Task prompt: Only the lines from the line holding "Category: white dome structure" through the final line of the entries below are to be returned, exactly as they stand.

# Start of Records

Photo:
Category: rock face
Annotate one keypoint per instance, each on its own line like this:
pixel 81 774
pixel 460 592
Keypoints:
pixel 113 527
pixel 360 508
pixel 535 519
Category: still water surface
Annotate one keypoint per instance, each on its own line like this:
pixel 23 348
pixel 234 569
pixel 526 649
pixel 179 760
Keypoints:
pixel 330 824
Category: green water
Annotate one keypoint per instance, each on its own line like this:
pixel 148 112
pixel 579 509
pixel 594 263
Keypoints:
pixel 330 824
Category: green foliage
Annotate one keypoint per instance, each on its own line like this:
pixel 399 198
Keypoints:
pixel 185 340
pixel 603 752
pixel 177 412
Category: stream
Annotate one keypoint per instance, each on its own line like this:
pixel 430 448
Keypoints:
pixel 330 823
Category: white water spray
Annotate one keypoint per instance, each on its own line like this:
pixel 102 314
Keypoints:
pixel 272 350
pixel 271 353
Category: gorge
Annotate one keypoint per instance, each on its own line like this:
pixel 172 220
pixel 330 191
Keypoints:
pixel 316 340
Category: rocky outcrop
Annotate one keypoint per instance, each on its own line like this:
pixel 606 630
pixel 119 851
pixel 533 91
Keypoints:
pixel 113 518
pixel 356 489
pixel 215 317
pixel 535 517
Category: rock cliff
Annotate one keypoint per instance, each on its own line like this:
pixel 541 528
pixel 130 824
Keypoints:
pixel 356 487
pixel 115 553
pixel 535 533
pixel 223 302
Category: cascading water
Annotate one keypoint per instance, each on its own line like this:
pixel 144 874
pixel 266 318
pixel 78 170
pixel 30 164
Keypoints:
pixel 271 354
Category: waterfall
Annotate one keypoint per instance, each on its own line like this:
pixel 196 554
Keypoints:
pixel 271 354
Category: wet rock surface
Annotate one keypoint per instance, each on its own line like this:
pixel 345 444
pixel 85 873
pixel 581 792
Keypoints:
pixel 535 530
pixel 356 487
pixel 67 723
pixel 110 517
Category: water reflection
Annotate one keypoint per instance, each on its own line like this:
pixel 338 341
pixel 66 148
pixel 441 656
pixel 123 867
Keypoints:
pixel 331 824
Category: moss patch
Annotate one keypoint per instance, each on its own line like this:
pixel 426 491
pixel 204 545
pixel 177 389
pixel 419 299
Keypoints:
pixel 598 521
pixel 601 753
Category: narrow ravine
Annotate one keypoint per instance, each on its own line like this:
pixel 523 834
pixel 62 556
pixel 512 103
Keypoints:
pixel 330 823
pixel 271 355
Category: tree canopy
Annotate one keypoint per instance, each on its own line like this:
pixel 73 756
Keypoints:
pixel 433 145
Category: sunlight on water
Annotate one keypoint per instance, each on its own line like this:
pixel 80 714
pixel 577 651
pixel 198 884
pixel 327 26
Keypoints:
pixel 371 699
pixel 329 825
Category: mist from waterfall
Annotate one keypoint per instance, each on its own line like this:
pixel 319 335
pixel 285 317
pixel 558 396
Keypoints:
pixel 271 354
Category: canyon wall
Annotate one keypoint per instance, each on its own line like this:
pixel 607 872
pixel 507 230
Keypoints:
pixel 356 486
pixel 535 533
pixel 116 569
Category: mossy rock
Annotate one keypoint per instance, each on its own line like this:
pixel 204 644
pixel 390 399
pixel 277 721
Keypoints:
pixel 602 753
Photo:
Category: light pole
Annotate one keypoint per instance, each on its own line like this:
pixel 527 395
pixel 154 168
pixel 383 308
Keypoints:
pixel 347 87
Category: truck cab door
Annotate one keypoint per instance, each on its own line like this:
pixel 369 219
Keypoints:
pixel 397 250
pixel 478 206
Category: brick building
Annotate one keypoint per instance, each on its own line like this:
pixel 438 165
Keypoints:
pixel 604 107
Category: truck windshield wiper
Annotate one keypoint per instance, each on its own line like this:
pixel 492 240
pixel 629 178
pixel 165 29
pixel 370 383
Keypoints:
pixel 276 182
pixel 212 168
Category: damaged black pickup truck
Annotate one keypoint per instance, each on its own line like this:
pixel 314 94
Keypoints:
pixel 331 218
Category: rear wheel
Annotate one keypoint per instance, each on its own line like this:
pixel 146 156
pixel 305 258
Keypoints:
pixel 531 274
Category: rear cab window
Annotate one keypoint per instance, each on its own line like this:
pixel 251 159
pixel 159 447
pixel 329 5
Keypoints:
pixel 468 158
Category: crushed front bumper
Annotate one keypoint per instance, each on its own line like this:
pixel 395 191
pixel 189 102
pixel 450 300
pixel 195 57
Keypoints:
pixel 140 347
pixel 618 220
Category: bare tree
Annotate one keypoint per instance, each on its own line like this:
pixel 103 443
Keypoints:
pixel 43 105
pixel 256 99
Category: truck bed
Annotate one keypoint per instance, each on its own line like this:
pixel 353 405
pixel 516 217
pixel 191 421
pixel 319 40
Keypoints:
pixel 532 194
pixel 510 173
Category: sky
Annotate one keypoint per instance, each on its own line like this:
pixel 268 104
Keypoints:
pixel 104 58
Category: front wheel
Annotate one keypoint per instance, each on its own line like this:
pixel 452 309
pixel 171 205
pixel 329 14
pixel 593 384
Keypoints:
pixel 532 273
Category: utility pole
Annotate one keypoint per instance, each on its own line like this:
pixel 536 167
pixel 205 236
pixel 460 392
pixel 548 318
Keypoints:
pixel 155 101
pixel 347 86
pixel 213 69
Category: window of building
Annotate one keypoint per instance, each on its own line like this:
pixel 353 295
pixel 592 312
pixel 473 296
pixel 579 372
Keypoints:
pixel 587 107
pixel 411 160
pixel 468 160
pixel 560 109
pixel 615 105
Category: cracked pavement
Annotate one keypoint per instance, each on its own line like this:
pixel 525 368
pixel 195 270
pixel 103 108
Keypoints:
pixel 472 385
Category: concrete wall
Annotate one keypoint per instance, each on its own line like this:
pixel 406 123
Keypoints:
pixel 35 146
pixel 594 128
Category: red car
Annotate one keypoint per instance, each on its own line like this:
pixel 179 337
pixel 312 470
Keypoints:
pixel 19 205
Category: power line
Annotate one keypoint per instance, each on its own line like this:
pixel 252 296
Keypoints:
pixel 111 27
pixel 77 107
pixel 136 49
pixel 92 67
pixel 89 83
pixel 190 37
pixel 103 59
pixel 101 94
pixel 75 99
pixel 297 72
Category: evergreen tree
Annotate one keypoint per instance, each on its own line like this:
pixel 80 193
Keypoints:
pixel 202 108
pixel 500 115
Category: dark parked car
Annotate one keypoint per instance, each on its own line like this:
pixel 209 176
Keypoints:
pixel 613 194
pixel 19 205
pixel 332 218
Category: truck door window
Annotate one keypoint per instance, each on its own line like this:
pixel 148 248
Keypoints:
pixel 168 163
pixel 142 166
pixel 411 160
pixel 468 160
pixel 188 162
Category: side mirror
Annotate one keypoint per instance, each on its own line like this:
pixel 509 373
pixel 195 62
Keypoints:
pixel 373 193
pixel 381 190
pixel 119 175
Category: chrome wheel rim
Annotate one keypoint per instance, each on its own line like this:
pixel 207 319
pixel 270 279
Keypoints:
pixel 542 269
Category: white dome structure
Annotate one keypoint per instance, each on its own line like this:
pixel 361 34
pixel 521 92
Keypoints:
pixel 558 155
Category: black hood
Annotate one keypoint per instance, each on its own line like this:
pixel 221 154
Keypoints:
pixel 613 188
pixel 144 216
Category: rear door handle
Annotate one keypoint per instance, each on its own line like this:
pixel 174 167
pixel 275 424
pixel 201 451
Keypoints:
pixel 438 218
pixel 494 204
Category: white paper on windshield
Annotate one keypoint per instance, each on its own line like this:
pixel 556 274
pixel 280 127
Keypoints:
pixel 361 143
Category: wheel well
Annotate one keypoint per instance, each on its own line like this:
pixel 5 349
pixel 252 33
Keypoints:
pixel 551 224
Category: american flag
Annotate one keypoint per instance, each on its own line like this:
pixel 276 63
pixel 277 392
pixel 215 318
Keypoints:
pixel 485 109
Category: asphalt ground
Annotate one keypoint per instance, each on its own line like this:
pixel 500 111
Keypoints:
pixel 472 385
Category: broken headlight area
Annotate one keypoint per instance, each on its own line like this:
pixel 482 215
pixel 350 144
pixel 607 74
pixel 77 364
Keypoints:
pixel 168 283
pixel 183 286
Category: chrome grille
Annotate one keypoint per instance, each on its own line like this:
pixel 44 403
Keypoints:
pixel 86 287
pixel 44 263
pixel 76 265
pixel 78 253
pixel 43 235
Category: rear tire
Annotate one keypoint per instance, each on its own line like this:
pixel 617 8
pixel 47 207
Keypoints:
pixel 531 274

# End of Records

Completed exercise:
Category: white dome structure
Annotate one keypoint per instance, each on its own line like this:
pixel 361 34
pixel 521 92
Keypoints:
pixel 558 155
Category: black hood
Annotate one keypoint per instance, each on its own line like this:
pixel 221 154
Keypoints:
pixel 613 188
pixel 144 216
Category: rear door handle
Annotate one keypoint per instance, each on its own line like this:
pixel 174 167
pixel 275 424
pixel 201 451
Keypoints:
pixel 438 218
pixel 494 204
Category: white paper on windshield
Annotate one keypoint per instance, each on its own line like this:
pixel 556 274
pixel 280 127
Keypoints:
pixel 361 143
Category: wheel well
Annotate one keypoint per instance, each on its own line like this:
pixel 5 349
pixel 252 33
Keypoints:
pixel 551 224
Category: american flag
Annotate one keypoint per instance, each on its own line like this:
pixel 276 63
pixel 277 392
pixel 215 318
Keypoints:
pixel 485 109
Category: asphalt ground
Annotate one keypoint per instance, each on its own line like this:
pixel 500 111
Keypoints:
pixel 472 385
Category: broken headlight area
Annotate one keypoint per instance, each on its own line like this:
pixel 482 215
pixel 350 144
pixel 607 74
pixel 77 364
Keypoints:
pixel 168 283
pixel 183 286
Category: chrome grille
Annotate one keypoint per instance, each on its own line like this:
pixel 44 403
Keypoints:
pixel 86 287
pixel 44 263
pixel 76 265
pixel 78 253
pixel 43 235
Category: rear tire
Annotate one keypoint per instance, each on its own line like this:
pixel 617 8
pixel 47 207
Keypoints:
pixel 531 274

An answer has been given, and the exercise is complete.